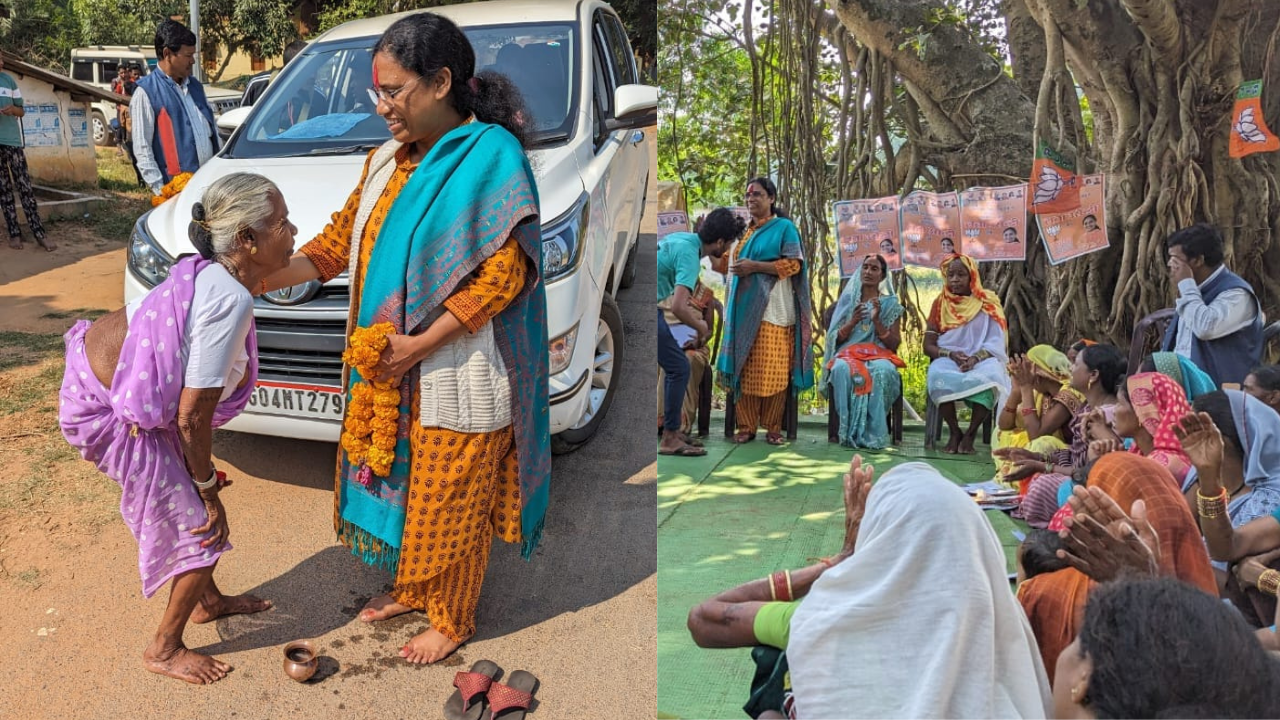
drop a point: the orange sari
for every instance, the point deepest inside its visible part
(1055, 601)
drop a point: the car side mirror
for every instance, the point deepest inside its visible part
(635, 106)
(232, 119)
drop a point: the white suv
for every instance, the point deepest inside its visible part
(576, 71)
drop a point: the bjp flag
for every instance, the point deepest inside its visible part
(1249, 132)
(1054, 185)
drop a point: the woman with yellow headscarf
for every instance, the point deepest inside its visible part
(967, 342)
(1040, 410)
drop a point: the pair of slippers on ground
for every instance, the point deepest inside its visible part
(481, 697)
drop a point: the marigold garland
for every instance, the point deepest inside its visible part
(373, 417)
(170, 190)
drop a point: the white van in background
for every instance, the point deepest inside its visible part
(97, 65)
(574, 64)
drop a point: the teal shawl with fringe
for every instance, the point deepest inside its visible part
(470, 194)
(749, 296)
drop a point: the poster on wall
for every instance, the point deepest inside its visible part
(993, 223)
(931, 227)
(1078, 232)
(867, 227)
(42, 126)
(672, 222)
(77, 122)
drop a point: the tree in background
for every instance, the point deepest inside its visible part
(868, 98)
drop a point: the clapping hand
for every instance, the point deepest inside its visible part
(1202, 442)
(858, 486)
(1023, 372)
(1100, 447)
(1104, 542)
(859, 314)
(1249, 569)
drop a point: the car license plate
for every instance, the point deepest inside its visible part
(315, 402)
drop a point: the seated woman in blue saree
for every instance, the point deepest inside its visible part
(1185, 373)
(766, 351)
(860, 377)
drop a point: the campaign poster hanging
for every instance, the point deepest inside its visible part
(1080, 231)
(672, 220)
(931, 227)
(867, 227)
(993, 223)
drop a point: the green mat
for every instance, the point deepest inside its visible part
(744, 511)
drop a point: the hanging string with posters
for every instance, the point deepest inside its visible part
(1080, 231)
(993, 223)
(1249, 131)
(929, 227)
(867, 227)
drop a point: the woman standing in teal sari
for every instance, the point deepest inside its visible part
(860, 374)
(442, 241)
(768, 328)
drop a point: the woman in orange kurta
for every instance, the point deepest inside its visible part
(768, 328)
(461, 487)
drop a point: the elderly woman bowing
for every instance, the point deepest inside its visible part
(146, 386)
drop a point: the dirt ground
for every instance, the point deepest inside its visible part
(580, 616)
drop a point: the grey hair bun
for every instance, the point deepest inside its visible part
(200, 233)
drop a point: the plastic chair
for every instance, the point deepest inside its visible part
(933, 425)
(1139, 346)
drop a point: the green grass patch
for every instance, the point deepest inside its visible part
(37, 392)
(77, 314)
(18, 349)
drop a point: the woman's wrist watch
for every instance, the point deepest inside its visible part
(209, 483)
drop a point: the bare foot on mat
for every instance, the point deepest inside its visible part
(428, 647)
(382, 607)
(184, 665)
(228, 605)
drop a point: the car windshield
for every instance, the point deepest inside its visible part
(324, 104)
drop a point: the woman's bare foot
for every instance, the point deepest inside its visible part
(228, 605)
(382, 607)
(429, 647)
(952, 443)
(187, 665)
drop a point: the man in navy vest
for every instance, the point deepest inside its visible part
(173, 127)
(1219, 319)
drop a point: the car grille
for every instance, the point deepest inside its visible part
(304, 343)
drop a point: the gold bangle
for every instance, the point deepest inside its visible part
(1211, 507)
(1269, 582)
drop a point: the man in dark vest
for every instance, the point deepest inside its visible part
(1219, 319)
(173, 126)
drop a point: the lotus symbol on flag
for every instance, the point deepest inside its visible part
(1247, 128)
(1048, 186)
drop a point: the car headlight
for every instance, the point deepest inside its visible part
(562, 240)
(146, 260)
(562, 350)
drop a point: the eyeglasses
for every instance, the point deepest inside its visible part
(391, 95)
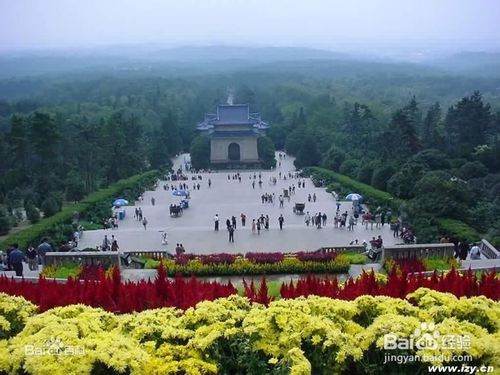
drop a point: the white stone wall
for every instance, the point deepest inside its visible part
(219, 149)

------------

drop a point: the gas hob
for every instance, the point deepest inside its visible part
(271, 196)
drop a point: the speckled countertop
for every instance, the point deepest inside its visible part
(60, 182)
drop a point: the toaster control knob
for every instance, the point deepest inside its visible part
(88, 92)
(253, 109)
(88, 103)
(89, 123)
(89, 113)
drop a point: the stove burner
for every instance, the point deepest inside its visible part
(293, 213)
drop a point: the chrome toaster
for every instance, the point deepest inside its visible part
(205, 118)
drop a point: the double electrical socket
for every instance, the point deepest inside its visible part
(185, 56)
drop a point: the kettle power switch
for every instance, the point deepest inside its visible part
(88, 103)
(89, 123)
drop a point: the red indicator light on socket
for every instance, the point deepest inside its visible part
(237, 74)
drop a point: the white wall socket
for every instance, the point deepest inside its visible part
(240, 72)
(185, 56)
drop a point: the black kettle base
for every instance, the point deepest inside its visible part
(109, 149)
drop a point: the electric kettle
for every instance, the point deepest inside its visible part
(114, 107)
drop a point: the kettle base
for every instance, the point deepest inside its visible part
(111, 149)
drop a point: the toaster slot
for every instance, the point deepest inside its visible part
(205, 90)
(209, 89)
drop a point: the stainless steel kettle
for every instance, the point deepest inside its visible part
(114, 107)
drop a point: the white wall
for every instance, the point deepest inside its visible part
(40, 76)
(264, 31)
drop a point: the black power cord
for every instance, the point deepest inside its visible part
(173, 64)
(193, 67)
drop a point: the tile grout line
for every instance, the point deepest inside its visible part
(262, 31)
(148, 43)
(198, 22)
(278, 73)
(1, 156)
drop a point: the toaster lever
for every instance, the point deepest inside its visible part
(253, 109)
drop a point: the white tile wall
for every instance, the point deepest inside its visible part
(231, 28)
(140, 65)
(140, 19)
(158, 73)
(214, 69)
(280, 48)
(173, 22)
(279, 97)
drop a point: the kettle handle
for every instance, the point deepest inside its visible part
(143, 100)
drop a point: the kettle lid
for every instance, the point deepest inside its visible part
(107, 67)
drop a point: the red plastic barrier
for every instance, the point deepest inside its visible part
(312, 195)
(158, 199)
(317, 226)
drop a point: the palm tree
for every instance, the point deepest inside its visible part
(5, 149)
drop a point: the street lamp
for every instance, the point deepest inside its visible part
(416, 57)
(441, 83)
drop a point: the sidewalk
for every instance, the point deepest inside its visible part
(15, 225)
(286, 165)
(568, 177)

------------

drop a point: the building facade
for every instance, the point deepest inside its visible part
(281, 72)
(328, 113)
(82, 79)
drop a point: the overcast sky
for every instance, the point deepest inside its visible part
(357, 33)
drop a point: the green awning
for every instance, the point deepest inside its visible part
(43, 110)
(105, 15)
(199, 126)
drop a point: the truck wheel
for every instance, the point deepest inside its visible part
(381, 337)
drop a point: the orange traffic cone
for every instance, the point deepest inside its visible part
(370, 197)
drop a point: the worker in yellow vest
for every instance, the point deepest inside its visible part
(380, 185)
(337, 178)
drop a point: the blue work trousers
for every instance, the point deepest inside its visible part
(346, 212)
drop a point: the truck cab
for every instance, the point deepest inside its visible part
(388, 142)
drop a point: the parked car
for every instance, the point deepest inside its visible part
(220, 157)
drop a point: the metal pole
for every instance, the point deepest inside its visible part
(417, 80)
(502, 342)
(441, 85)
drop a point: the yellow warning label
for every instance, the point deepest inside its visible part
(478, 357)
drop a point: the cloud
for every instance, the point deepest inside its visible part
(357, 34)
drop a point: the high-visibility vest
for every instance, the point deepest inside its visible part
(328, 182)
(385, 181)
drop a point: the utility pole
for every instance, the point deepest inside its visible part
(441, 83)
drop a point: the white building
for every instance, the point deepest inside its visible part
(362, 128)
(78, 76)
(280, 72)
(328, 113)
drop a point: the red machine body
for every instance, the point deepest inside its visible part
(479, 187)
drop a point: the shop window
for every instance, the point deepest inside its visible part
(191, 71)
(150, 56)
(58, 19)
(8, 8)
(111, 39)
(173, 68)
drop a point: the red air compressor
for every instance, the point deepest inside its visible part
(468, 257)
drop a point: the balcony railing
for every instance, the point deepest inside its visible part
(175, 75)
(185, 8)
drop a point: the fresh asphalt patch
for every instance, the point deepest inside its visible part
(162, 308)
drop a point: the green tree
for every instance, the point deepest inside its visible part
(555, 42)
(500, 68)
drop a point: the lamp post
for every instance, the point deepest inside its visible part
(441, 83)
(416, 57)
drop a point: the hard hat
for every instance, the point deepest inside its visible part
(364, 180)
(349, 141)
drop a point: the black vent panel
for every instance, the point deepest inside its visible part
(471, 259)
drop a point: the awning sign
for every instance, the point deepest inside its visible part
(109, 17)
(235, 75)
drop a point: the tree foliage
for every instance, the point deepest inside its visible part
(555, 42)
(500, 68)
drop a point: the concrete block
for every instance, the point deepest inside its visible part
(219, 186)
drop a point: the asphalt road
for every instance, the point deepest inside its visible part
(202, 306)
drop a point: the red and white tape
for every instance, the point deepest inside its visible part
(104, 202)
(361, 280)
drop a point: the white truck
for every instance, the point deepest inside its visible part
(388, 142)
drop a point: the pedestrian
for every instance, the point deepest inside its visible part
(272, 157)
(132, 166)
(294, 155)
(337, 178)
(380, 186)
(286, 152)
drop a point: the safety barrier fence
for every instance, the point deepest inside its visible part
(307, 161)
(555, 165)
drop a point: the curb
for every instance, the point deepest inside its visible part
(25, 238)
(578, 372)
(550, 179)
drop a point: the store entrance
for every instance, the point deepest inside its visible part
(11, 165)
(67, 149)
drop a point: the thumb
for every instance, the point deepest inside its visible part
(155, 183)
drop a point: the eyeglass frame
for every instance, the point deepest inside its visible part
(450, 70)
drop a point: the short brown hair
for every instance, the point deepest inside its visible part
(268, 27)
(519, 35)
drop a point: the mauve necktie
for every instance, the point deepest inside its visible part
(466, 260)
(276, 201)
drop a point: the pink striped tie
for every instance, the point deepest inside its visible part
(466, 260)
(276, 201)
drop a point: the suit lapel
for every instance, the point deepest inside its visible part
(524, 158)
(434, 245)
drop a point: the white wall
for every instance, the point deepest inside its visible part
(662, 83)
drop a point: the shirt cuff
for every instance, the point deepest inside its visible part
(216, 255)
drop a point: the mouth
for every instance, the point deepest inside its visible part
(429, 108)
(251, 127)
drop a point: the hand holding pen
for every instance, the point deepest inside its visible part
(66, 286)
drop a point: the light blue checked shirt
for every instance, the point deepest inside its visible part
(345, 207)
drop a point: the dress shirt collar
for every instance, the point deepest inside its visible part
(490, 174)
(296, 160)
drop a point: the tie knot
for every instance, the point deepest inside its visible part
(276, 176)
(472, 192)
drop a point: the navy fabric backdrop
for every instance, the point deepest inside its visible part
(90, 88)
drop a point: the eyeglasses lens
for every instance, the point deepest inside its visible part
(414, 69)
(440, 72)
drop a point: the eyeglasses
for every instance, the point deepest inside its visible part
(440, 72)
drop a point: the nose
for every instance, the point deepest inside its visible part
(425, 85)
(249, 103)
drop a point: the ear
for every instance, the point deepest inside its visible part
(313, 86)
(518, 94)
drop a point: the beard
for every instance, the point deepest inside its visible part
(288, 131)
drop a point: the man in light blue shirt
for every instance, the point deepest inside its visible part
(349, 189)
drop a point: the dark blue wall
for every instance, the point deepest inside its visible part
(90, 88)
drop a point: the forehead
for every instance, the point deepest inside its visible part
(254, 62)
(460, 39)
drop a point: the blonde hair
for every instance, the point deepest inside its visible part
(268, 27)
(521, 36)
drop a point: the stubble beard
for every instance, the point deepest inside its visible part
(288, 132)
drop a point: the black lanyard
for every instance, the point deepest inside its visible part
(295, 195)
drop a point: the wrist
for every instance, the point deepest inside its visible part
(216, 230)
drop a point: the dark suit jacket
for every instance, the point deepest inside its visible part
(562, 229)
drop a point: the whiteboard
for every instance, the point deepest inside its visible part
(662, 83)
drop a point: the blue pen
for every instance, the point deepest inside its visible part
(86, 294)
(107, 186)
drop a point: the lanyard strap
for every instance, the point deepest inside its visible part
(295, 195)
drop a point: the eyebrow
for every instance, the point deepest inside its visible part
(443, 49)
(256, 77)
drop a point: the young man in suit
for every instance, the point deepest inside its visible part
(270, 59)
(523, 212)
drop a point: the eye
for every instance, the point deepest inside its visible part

------------

## TASK BRIEF
Reproduce verbatim every line of the records from the line that contains "drop a point: the orange sari" down to the line that contains "(1054, 185)", including both of those lines.

## TASK OUTPUT
drop a point: the orange sari
for every instance, the point deepest inside its visible part
(1055, 601)
drop a point: the car side mirror
for every instance, the point deepest inside its visible part
(635, 106)
(232, 119)
drop a point: the white suv
for every instance, the point deepest inside its visible part
(576, 71)
drop a point: the bjp flag
for every instance, the point deepest inside its visible part
(1249, 132)
(1054, 185)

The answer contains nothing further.